Exercise directions:
For each record that follows, give it back exactly, with no pictures included.

Data extracts:
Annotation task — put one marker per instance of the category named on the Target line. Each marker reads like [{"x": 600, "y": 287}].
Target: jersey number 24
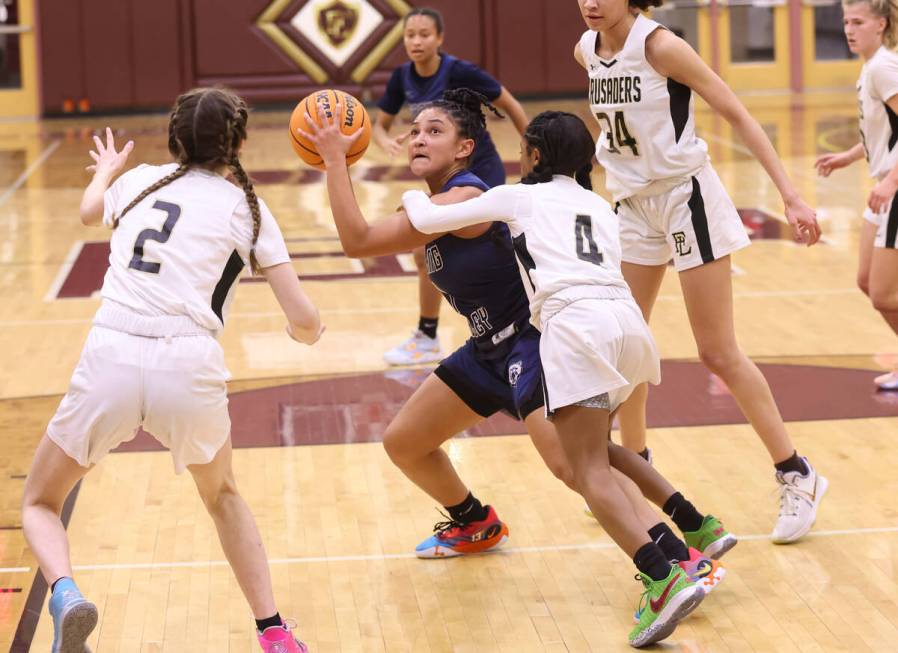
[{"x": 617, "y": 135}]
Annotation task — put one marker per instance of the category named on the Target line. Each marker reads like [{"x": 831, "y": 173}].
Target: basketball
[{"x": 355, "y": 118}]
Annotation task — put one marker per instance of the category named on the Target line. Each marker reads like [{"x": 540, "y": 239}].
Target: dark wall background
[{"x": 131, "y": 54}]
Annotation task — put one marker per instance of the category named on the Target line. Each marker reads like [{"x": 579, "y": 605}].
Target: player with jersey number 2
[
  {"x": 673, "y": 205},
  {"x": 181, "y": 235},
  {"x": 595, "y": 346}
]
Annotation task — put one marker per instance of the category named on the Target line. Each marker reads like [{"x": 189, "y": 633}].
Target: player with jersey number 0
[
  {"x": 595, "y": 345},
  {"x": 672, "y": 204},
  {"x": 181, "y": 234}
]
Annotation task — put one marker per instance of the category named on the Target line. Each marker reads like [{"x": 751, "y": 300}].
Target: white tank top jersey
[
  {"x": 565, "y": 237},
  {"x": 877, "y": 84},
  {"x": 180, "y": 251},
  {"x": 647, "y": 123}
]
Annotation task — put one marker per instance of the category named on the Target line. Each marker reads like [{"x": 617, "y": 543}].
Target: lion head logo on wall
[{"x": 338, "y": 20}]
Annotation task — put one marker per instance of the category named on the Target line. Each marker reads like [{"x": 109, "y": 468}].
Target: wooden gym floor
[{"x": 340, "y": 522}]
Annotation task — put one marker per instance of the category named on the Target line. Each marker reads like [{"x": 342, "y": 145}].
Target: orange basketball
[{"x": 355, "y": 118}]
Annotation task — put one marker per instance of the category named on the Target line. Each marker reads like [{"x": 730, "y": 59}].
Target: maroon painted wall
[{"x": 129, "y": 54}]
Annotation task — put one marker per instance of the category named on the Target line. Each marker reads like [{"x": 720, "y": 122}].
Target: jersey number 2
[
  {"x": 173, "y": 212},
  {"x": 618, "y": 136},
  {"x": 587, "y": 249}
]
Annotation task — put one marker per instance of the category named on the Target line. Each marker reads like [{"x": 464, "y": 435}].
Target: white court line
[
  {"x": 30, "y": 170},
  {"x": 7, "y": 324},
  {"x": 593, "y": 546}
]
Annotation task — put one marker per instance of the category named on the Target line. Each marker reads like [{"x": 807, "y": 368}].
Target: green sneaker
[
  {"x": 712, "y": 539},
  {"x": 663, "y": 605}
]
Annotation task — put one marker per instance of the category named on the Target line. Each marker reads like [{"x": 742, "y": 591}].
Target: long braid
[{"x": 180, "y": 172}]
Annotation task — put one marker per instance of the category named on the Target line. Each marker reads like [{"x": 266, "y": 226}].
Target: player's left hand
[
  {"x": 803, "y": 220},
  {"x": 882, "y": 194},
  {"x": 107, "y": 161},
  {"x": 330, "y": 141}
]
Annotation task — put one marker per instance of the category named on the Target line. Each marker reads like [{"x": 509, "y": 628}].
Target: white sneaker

Your solution:
Annotation task — put one marker per instance of the category named on the Target line. Each marker reads like [{"x": 600, "y": 287}].
Target: jersey number 24
[{"x": 617, "y": 135}]
Annotation task — put one marker per instance of the category named on the Target line. Each marker reads like [{"x": 831, "y": 173}].
Target: basketball
[{"x": 355, "y": 118}]
Annotation task — put one marker per instance of the category named on the Target line. Each marker reads like [{"x": 540, "y": 239}].
Target: dark wall background
[{"x": 131, "y": 54}]
Annotation task — put one marker per instance of the category named on the Target line. Each marker reads like [{"x": 579, "y": 605}].
Target: player with jersey number 2
[
  {"x": 673, "y": 205},
  {"x": 181, "y": 235},
  {"x": 595, "y": 346}
]
Annotation task — put one marker per instance of the category named on the Target line. Each marker reads like [{"x": 189, "y": 633}].
Target: player with jersey number 0
[
  {"x": 595, "y": 345},
  {"x": 672, "y": 204},
  {"x": 181, "y": 234}
]
Annotation task — put one marker per instance of the category named on the Target line. Each marker reads like [{"x": 751, "y": 300}].
Target: white tank top jersey
[
  {"x": 565, "y": 237},
  {"x": 877, "y": 84},
  {"x": 180, "y": 251},
  {"x": 647, "y": 123}
]
Annotation task — put one marker per instance of the category named on the Target line. Each marker reads like [{"x": 617, "y": 543}].
Target: lion head logo on wall
[{"x": 338, "y": 20}]
Annotation task — put one marker per instance of the category named on the Target line. Each marker reads like [{"x": 109, "y": 468}].
Target: wooden gym floor
[{"x": 340, "y": 522}]
Annotation task — put one marker per instance of the category named on the Target line. Each marker reads like [{"x": 342, "y": 145}].
Target: orange basketball
[{"x": 355, "y": 118}]
Annotation task — put one marker per instance of the category named on the Target line. Each marker reads like [{"x": 730, "y": 59}].
Target: maroon painted wall
[{"x": 129, "y": 54}]
Annotation task — put one marker per instance of the category named on the Target line. Each marker reads like [{"x": 720, "y": 122}].
Target: jersey number 2
[
  {"x": 173, "y": 212},
  {"x": 618, "y": 136},
  {"x": 587, "y": 249}
]
Annotation task — put one marker per instance of the category named on the Target line. Each marker reads like [{"x": 464, "y": 435}].
Target: white court line
[
  {"x": 30, "y": 170},
  {"x": 7, "y": 324},
  {"x": 593, "y": 546}
]
Annotation task — put one marker per instance of the category named on the Target line. Each marker reads like [{"x": 807, "y": 368}].
Target: green sneaker
[
  {"x": 712, "y": 539},
  {"x": 663, "y": 605}
]
Annotation task — put one marker per instance of the category named on the Target line. Each marker reads like [{"x": 742, "y": 591}].
Target: long braid
[{"x": 180, "y": 172}]
Annotation task — put one marker per instance of the category named on the Target line. Each marker reads like [{"x": 266, "y": 226}].
Target: player's left hand
[
  {"x": 803, "y": 220},
  {"x": 882, "y": 194},
  {"x": 107, "y": 161},
  {"x": 330, "y": 141}
]
Annotation task — put one marker per instance of the category named on the Target line. Each marker reads like [{"x": 509, "y": 628}].
Target: white sneaker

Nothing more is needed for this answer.